Task statement
Filter the listing below down to the lines that contain the string "sprout", and copy each of those lines unchanged.

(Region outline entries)
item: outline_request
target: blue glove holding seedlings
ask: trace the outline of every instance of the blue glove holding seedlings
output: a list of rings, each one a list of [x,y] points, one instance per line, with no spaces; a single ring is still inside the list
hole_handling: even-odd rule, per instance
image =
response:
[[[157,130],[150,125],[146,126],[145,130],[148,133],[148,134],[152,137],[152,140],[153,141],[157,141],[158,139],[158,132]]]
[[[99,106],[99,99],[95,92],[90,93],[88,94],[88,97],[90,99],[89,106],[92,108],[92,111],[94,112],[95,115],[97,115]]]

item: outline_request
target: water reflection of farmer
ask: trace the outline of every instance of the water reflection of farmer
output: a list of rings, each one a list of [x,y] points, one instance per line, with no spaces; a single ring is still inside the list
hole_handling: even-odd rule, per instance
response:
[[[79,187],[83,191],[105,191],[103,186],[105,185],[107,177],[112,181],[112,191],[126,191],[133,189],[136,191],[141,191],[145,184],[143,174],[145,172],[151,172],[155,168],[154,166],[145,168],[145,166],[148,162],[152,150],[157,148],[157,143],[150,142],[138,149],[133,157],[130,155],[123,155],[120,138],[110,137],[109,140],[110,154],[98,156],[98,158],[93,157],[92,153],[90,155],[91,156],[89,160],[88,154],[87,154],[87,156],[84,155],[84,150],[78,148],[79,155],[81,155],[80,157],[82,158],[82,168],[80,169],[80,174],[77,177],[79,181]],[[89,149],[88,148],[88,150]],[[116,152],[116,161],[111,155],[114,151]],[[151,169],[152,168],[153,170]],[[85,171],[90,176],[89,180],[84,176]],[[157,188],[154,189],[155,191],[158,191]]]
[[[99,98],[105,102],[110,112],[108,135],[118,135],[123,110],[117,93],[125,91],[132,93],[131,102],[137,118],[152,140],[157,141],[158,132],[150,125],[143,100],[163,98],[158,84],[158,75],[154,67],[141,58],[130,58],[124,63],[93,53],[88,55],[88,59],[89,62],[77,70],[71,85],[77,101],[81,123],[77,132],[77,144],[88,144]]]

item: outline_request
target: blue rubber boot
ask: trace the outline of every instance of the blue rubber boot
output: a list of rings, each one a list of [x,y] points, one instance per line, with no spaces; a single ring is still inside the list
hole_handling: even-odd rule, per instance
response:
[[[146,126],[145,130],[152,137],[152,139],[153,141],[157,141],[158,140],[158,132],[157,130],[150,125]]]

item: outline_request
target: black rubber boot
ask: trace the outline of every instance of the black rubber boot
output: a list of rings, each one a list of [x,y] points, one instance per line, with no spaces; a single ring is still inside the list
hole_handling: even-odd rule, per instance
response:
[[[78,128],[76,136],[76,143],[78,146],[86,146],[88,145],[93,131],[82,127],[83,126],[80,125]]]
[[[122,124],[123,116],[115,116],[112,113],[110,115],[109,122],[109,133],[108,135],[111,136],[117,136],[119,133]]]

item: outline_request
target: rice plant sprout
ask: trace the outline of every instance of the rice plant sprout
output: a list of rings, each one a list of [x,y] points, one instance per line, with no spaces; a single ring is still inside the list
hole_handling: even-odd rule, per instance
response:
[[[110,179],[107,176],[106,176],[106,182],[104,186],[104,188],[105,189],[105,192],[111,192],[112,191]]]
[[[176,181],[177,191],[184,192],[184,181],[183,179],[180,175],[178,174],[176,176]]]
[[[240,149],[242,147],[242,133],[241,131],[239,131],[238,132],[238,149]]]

Reply to the task
target: rice plant sprout
ask: trace the outline of every instance of the rice plant sprout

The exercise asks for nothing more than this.